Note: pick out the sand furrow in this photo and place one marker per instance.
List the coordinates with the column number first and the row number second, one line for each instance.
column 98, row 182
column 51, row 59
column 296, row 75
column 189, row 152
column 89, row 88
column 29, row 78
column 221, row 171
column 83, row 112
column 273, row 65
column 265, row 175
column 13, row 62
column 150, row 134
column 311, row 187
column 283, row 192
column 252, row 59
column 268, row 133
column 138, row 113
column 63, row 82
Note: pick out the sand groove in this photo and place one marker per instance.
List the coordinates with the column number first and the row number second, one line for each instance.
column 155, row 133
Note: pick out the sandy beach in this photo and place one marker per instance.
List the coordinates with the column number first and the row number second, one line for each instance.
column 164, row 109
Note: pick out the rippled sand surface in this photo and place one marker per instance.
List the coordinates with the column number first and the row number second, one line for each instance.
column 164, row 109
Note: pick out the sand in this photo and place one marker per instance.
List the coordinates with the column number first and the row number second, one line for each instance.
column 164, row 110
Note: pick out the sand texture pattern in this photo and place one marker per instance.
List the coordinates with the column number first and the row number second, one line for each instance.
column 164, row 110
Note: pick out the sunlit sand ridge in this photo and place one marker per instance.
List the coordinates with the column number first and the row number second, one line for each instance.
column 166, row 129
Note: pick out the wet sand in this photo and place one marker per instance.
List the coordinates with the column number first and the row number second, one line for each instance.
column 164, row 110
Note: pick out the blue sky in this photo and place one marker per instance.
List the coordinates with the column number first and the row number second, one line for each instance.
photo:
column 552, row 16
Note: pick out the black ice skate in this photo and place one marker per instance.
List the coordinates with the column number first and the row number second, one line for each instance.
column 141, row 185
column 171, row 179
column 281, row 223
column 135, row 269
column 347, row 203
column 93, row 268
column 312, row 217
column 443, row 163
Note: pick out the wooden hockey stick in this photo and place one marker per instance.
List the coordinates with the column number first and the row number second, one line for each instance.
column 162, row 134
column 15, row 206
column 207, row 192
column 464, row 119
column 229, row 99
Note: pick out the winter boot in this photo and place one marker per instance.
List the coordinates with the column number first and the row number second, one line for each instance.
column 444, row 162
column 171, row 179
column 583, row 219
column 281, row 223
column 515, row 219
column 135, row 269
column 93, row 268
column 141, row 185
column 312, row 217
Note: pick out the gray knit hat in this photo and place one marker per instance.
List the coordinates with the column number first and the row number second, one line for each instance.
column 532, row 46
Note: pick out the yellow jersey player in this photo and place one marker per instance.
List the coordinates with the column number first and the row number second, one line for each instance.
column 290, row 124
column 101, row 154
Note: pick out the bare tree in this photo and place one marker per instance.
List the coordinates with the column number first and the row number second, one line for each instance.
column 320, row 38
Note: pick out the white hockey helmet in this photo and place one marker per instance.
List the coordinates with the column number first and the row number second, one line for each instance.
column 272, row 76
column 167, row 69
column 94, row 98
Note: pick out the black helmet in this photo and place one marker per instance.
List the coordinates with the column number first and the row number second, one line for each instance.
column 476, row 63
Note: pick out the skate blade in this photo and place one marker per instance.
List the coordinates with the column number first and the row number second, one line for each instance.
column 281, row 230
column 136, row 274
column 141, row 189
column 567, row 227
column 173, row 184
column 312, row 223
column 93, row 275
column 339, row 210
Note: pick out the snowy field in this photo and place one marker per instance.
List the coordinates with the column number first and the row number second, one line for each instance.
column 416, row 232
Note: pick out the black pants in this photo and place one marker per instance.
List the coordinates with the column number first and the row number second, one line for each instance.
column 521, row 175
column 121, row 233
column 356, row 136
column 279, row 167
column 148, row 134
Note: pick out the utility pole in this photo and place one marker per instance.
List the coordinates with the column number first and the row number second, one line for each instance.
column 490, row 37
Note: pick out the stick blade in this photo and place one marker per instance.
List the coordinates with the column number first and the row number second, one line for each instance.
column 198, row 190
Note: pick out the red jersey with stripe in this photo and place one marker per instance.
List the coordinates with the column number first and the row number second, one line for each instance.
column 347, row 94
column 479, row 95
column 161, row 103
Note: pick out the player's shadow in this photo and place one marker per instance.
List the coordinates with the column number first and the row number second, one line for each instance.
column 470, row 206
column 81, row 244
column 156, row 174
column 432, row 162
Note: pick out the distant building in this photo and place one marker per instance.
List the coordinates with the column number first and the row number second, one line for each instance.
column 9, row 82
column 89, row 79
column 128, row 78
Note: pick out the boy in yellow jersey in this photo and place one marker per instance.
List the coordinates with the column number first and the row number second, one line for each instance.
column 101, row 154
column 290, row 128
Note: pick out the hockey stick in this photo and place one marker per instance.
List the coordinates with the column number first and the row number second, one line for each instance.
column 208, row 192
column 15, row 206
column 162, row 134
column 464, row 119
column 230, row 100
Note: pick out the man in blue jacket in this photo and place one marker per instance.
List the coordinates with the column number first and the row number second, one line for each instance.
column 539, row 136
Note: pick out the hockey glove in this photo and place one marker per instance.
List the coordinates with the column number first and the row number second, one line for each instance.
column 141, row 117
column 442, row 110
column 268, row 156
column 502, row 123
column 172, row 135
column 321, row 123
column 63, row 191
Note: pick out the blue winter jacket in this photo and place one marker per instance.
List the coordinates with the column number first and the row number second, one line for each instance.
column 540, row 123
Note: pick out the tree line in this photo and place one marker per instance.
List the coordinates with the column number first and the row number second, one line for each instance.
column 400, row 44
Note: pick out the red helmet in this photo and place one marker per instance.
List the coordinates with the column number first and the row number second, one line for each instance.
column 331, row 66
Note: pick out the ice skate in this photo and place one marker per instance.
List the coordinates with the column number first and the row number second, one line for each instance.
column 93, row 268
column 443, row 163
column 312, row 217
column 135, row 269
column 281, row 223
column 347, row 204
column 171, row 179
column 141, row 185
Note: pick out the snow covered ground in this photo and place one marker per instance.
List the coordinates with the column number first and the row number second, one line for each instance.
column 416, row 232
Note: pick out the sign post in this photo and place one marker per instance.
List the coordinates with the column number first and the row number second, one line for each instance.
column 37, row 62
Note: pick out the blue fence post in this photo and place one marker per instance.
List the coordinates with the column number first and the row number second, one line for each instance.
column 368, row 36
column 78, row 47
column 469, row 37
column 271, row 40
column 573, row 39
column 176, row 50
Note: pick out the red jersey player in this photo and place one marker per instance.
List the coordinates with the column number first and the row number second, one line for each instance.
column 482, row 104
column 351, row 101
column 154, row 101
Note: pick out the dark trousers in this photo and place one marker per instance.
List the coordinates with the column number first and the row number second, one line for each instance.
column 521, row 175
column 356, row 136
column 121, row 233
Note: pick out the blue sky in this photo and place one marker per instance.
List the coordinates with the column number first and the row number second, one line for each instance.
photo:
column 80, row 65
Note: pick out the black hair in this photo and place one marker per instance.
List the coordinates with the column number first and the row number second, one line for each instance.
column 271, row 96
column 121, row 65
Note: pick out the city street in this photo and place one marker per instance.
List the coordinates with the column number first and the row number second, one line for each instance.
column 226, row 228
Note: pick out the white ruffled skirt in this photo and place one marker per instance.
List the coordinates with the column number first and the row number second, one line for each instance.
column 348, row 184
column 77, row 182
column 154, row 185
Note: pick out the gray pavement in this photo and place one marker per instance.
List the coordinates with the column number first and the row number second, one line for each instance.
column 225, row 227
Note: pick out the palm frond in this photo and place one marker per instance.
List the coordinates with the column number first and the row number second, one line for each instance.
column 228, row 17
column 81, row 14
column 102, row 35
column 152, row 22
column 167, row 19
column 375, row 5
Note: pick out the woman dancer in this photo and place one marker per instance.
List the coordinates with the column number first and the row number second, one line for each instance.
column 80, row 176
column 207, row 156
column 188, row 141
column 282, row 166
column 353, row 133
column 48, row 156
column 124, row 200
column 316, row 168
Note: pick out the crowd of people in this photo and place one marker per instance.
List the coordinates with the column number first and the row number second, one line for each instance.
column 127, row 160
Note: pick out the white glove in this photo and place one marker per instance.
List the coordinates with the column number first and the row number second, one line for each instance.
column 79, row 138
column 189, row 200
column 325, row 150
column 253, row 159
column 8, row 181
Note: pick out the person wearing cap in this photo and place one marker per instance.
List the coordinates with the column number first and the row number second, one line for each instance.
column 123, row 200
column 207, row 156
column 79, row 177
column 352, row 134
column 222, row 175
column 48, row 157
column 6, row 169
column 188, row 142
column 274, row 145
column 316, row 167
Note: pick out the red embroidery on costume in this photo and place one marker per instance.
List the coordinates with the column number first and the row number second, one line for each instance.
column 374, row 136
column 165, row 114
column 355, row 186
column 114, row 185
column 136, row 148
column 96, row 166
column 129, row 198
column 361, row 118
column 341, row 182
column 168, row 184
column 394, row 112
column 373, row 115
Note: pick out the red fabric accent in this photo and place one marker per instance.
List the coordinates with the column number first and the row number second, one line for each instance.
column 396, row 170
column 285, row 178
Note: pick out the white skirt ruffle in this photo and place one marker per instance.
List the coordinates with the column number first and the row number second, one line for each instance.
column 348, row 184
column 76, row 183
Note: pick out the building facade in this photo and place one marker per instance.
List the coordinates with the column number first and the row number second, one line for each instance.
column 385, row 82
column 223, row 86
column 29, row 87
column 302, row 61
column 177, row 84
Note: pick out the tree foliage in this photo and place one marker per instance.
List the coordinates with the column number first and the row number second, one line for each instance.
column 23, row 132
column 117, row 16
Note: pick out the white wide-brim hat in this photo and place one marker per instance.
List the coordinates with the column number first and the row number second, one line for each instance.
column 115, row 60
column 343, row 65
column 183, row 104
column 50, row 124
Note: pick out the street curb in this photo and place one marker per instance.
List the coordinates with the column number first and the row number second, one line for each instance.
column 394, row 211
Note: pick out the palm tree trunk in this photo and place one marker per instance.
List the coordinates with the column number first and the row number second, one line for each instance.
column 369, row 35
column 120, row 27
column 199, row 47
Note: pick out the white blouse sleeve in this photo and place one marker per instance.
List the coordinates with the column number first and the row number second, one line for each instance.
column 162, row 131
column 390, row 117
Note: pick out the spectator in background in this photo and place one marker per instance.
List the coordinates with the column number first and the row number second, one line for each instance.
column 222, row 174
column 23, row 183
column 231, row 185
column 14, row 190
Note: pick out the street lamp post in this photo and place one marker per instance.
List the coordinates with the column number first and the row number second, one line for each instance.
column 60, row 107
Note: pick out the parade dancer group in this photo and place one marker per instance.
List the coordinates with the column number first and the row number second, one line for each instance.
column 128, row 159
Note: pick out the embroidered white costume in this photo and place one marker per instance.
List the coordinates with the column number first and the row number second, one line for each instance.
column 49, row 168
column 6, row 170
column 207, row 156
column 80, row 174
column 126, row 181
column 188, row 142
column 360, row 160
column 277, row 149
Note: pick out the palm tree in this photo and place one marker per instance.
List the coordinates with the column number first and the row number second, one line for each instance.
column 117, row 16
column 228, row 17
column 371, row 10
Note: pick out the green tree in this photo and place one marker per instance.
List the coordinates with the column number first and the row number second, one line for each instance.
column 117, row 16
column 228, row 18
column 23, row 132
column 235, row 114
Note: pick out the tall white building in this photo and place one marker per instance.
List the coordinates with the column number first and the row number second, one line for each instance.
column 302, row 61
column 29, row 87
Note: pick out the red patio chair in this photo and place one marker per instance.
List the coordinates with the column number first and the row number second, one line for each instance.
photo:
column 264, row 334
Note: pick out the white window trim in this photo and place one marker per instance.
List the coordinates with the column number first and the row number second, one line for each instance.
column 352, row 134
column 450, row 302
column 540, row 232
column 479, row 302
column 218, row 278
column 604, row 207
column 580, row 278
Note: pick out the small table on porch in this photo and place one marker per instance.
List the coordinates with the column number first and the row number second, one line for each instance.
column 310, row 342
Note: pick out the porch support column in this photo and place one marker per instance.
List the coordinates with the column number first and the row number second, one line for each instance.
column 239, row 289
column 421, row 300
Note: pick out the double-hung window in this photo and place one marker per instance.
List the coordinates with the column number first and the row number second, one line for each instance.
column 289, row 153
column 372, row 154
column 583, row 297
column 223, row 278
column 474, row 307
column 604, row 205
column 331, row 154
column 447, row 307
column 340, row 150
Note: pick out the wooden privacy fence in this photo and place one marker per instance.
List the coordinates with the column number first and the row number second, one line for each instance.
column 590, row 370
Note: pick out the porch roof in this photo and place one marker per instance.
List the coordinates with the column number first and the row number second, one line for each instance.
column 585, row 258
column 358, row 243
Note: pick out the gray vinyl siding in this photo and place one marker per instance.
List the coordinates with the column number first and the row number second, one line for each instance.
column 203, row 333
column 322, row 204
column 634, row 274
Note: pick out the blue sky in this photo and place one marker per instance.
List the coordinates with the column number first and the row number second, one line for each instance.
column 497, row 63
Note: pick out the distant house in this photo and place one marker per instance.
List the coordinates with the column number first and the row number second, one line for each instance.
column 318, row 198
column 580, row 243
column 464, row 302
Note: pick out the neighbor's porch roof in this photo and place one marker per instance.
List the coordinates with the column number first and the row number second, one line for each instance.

Problem to solve —
The exact lines of the material above starting at the one that contains "Note: pick out the red embroidery" and ending at the one that contains "Note: pick out the white blouse" are what to retype; leave out everything else.

Written response —
Note: pick out the red embroidery on costume in this photo and place one marker per instance.
List the coordinates with the column number first and the row number second, one line for each instance.
column 374, row 136
column 165, row 114
column 355, row 186
column 114, row 185
column 136, row 148
column 96, row 166
column 129, row 198
column 361, row 118
column 341, row 182
column 168, row 184
column 394, row 112
column 373, row 115
Note: pick out the red fabric accent in this photo and place one marker per instance.
List the coordinates with the column number first and the row number second, one line for each instance.
column 396, row 170
column 285, row 178
Note: pick out the white skirt ruffle in this photo and place one marker per instance.
List the coordinates with the column number first and the row number second, one line for each instance.
column 348, row 184
column 76, row 183
Note: pick out the building facade in this photo and place one marker per instance.
List the coordinates with the column number first and the row number second, one line for each instance.
column 385, row 82
column 223, row 86
column 29, row 87
column 302, row 61
column 177, row 84
Note: pick out the tree foliage in this photo and place one marker per instance.
List the coordinates with the column number first and the row number second, one line for each instance.
column 23, row 132
column 117, row 16
Note: pick out the white wide-brim hat in this photo and place one marker per instance.
List the coordinates with the column number first and the row number second, one line for each instance.
column 115, row 60
column 343, row 65
column 183, row 104
column 50, row 124
Note: pick out the street curb in this photo and place one marker per instance.
List the coordinates with the column number first and the row number second, one line for each instance.
column 394, row 211
Note: pick out the palm tree trunk in this photo and place one marker per instance.
List the coordinates with the column number first and the row number second, one line for each instance.
column 369, row 35
column 120, row 27
column 199, row 47
Note: pick out the white blouse sleeve in this photo and place one marker per instance.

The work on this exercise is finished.